**Work to complete:**
Return each line of the data below that contains the string "meadow".
Material provided section start
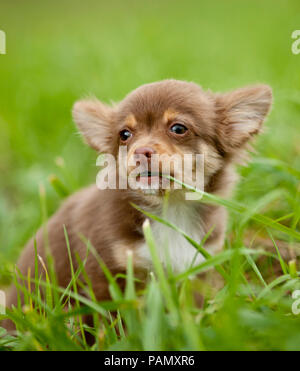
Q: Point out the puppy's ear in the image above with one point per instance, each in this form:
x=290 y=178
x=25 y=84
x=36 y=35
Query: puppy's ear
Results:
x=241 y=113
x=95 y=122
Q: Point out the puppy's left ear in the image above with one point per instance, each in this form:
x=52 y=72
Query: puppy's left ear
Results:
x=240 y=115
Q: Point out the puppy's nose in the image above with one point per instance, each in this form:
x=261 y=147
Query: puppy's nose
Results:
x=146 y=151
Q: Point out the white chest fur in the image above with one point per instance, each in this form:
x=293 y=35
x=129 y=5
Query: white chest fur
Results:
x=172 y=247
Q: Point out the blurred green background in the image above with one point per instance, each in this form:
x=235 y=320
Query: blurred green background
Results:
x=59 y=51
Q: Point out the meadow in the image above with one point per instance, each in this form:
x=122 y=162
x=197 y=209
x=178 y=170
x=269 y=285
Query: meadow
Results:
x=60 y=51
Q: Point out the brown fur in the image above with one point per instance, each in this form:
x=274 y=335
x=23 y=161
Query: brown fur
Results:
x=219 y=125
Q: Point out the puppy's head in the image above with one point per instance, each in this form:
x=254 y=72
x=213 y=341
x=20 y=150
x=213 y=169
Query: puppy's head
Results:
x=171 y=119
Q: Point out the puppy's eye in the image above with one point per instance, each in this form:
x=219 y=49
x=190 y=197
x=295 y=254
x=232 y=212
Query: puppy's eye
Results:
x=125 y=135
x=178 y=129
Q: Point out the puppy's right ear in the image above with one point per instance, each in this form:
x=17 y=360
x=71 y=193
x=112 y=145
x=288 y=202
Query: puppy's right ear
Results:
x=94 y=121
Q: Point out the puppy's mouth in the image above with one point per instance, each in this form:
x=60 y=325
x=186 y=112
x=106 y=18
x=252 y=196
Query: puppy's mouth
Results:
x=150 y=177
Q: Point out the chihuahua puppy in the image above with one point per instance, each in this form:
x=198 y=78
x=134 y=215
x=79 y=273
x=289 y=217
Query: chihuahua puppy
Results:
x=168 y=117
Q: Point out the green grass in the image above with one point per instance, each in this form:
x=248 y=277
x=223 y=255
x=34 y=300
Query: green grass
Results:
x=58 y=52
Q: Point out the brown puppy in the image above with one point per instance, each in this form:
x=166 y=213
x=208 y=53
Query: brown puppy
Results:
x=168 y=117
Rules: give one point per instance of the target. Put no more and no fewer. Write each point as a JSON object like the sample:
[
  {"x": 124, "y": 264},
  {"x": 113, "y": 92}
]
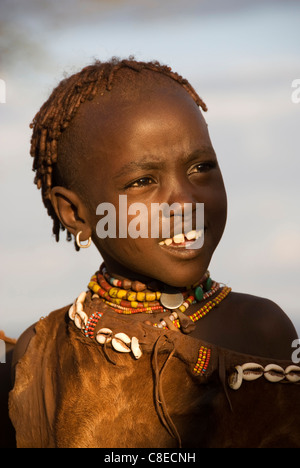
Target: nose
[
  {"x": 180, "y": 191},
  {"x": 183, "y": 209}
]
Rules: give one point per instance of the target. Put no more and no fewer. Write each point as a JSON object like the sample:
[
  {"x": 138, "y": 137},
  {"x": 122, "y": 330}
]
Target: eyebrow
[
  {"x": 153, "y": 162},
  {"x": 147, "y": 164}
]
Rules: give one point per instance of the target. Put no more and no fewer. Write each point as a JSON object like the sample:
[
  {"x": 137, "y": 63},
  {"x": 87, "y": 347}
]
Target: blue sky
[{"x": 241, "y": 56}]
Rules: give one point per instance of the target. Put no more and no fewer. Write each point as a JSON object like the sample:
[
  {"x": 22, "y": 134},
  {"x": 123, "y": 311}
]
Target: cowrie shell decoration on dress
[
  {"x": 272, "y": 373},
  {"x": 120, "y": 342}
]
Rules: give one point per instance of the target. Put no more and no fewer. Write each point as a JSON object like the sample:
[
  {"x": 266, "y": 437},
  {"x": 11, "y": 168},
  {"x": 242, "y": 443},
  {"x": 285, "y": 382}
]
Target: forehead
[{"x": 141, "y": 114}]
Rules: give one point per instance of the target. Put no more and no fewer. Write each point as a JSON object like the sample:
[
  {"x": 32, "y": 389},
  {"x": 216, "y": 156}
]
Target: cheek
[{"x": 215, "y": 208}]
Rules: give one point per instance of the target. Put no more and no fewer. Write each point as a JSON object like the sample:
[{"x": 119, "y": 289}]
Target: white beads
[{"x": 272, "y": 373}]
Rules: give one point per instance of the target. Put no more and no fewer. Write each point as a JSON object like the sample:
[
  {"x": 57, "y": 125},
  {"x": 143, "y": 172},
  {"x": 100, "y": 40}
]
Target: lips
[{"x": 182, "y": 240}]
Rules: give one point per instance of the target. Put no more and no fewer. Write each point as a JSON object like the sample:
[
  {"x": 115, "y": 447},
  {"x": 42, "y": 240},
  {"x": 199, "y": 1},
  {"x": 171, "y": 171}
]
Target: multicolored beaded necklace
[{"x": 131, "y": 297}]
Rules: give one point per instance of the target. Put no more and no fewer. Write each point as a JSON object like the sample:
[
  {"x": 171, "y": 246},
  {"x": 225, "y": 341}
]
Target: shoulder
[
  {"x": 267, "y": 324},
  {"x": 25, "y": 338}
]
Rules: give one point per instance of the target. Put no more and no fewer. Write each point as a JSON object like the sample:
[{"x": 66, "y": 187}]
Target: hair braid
Material provided section end
**Final answer:**
Q: Point out the meadow in the image above with one point per instance, each in this form:
Query: meadow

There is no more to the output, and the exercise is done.